#### TASK DIRECTIONS
Let the output be exactly the lines from the one containing "For every instance of the bridge pier, the" through the end of the records below, both included.

Stored items from a collection:

_____

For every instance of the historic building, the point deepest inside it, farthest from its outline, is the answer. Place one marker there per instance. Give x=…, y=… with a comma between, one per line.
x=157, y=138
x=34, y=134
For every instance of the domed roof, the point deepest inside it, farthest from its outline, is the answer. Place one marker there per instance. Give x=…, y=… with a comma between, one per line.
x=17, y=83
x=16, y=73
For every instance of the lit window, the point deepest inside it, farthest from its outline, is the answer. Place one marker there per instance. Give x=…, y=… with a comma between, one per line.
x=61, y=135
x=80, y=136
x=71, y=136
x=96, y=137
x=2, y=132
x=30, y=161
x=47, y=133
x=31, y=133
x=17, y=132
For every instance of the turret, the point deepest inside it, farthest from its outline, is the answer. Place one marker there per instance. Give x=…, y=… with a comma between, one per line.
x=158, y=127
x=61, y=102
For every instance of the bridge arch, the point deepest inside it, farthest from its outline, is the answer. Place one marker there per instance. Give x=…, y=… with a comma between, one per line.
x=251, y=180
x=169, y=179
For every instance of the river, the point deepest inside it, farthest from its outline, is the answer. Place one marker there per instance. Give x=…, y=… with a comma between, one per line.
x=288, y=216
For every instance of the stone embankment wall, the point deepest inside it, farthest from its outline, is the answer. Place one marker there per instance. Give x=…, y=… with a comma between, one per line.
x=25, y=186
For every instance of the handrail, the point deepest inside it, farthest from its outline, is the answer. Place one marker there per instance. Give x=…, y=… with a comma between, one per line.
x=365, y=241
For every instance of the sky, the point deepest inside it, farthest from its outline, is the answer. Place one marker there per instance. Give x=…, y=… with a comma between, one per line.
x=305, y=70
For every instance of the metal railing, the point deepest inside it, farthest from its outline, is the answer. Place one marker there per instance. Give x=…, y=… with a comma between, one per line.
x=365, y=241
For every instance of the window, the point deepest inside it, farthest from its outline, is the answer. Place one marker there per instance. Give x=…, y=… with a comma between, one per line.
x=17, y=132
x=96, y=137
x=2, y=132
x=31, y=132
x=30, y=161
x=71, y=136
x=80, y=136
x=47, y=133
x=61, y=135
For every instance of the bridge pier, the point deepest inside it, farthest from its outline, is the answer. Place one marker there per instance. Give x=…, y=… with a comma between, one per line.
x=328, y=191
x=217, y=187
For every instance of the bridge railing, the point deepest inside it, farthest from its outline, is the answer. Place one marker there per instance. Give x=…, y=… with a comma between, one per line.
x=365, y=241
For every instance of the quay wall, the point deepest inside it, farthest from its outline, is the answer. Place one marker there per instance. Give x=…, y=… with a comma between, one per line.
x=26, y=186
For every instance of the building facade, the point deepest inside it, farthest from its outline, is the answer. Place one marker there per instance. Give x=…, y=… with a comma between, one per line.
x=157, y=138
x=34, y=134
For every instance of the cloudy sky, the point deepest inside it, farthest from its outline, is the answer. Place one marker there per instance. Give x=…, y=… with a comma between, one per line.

_____

#### OUTPUT FOR THIS EXERCISE
For every instance of the bridge pier, the point deepest inside it, farthest from its outline, is the answer. Place one marker there per instance. Give x=…, y=… with a comma between, one per line.
x=328, y=191
x=217, y=187
For every instance of the bridge railing, the point deepest inside it, farthest from its outline, is the answer. Place one marker there per instance. Give x=…, y=… with a comma between, one per line.
x=365, y=241
For every instance of the quay wall, the point deepest inside it, farthest from its outline, is the answer. Place one marker there per instance. Give x=…, y=… with a comma between, one per line.
x=26, y=186
For every instance of the building facade, the point deepest inside it, farthest from its outline, is the answer. Place one marker there per instance. Give x=…, y=… with a comma between, one per line.
x=157, y=138
x=34, y=134
For every instance of the cloudy sky, the point deepest inside it, farthest from its outline, is the answer. Place one marker there per instance. Give x=…, y=… with a comma between, one per line.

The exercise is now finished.